# Set exercise:
Convert every line of the data below into a JSON list of strings, one string per line, and leave out any blank lines.

# Dataset extract:
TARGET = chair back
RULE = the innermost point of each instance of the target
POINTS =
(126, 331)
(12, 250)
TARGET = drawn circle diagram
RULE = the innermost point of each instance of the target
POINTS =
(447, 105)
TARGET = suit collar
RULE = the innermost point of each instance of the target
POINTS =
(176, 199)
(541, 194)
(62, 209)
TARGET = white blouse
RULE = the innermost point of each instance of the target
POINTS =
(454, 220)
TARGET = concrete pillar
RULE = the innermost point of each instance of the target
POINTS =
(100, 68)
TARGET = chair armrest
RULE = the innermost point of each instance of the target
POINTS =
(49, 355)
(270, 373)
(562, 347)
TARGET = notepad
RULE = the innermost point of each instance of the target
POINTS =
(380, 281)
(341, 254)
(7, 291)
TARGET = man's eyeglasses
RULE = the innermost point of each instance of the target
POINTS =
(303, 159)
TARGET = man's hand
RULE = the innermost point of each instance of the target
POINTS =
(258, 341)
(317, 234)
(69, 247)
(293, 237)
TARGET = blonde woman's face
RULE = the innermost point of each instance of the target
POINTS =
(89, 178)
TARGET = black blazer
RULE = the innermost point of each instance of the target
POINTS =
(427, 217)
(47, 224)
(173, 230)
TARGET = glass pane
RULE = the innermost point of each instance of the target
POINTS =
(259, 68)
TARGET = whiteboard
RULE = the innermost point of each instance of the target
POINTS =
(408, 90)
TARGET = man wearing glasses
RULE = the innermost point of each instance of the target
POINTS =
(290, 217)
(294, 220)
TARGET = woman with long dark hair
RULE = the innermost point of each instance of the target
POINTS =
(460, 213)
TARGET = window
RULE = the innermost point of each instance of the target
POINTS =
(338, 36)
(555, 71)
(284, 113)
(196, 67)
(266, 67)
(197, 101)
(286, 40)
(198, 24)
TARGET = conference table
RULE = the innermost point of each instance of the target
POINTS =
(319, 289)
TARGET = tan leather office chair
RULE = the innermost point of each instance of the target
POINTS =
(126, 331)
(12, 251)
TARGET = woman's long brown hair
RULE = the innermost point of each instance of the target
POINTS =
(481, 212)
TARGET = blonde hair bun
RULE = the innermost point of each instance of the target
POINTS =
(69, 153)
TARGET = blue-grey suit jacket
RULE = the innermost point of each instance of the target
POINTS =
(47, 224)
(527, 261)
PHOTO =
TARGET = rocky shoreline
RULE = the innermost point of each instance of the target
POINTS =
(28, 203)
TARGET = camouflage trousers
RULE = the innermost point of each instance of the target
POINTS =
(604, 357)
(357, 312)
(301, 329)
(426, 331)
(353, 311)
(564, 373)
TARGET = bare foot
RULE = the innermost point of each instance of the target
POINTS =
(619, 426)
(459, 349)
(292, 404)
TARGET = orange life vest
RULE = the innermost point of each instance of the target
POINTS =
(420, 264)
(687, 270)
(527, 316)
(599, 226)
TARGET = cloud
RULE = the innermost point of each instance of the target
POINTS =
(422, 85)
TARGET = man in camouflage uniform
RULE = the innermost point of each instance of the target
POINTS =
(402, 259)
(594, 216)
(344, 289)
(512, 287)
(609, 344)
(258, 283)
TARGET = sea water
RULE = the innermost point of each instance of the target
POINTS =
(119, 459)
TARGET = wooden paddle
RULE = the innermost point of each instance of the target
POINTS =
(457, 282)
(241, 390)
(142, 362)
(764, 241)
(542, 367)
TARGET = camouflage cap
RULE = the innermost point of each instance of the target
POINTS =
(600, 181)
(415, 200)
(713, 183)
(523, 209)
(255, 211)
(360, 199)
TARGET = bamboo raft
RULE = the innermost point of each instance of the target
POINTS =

# Finished exercise:
[
  "TARGET = chair back",
  "RULE = the innermost point of each instance of the target",
  "POINTS =",
  "(126, 331)",
  "(12, 250)",
  "TARGET = drawn circle diagram",
  "RULE = the innermost point of each instance of the target",
  "POINTS =",
  "(447, 105)",
  "TARGET = suit collar",
  "RULE = the innermost point of each instance of the target",
  "POINTS =",
  "(176, 199)",
  "(541, 194)",
  "(62, 209)",
  "TARGET = white blouse",
  "RULE = the innermost point of each instance of the target",
  "POINTS =",
  "(454, 220)",
  "TARGET = concrete pillar",
  "RULE = the innermost point of each instance of the target",
  "POINTS =",
  "(100, 68)",
  "TARGET = chair armrest",
  "RULE = the innermost point of each instance of the target",
  "POINTS =",
  "(49, 355)",
  "(270, 373)",
  "(562, 347)",
  "TARGET = notepad",
  "RULE = the innermost point of each instance of the target",
  "POINTS =",
  "(380, 281)",
  "(341, 254)",
  "(7, 291)",
  "TARGET = man's eyeglasses",
  "RULE = the innermost point of each instance of the target",
  "POINTS =",
  "(303, 159)",
  "TARGET = man's hand",
  "RULE = the innermost point of each instance of the target",
  "POINTS =",
  "(258, 341)",
  "(317, 234)",
  "(69, 247)",
  "(293, 237)",
  "TARGET = blonde woman's face",
  "RULE = the innermost point of each instance of the target",
  "POINTS =",
  "(89, 178)",
  "TARGET = black blazer",
  "RULE = the innermost point of each instance of the target",
  "POINTS =",
  "(427, 217)",
  "(47, 224)",
  "(173, 230)",
  "TARGET = glass pane",
  "RULE = the innermost point of each instance of the target",
  "POINTS =",
  "(259, 68)",
  "TARGET = whiteboard",
  "RULE = the innermost point of each instance of the target",
  "POINTS =",
  "(408, 90)",
  "TARGET = man wearing glasses",
  "RULE = the innermost point of each instance of the target",
  "POINTS =",
  "(290, 217)",
  "(294, 220)",
  "TARGET = woman with long dark hair",
  "RULE = the innermost point of each instance of the target",
  "POINTS =",
  "(460, 213)",
  "TARGET = window",
  "RULE = the innermost point of each instance of the target",
  "POINTS =",
  "(338, 36)",
  "(555, 71)",
  "(284, 113)",
  "(196, 67)",
  "(266, 67)",
  "(197, 101)",
  "(286, 40)",
  "(198, 24)",
  "TARGET = conference table",
  "RULE = the innermost point of each instance of the target",
  "POINTS =",
  "(319, 289)",
  "TARGET = tan leather office chair",
  "RULE = the innermost point of each instance of the target",
  "POINTS =",
  "(126, 331)",
  "(12, 251)",
  "TARGET = woman's long brown hair",
  "RULE = the innermost point of each instance of the target",
  "POINTS =",
  "(481, 212)",
  "TARGET = blonde hair bun",
  "RULE = the innermost point of each instance of the target",
  "POINTS =",
  "(69, 153)",
  "TARGET = blue-grey suit jacket",
  "RULE = the innermost point of each instance of the target",
  "POINTS =",
  "(47, 224)",
  "(527, 261)",
  "PHOTO =",
  "TARGET = rocky shoreline",
  "RULE = the innermost point of each instance of the target",
  "POINTS =",
  "(28, 203)",
  "TARGET = camouflage trousers",
  "RULE = the innermost point of each instance of the target",
  "POINTS =",
  "(604, 357)",
  "(357, 312)",
  "(301, 329)",
  "(426, 331)",
  "(353, 311)",
  "(564, 373)",
  "TARGET = bare foot",
  "RULE = the innermost point of each instance of the target",
  "POINTS =",
  "(619, 426)",
  "(459, 349)",
  "(292, 404)",
  "TARGET = orange life vest",
  "RULE = the innermost point of each instance of the target",
  "POINTS =",
  "(420, 264)",
  "(687, 270)",
  "(527, 316)",
  "(599, 226)",
  "TARGET = cloud",
  "RULE = the innermost point of each instance of the target",
  "POINTS =",
  "(422, 85)",
  "TARGET = man in camouflage uniform",
  "RULE = the innermost point of each instance of the target",
  "POINTS =",
  "(402, 259)",
  "(594, 216)",
  "(344, 289)",
  "(512, 287)",
  "(609, 344)",
  "(258, 283)",
  "TARGET = sea water",
  "RULE = the innermost point of each instance of the target",
  "POINTS =",
  "(119, 459)",
  "TARGET = wooden paddle",
  "RULE = the innermost point of each instance of the target",
  "POINTS =",
  "(457, 282)",
  "(241, 390)",
  "(142, 362)",
  "(764, 241)",
  "(542, 367)",
  "TARGET = camouflage cap",
  "RULE = the innermost point of each instance of the target",
  "POINTS =",
  "(600, 181)",
  "(415, 200)",
  "(713, 183)",
  "(523, 209)",
  "(255, 211)",
  "(360, 199)",
  "TARGET = bamboo raft",
  "RULE = the innermost point of each instance of the target",
  "POINTS ="
]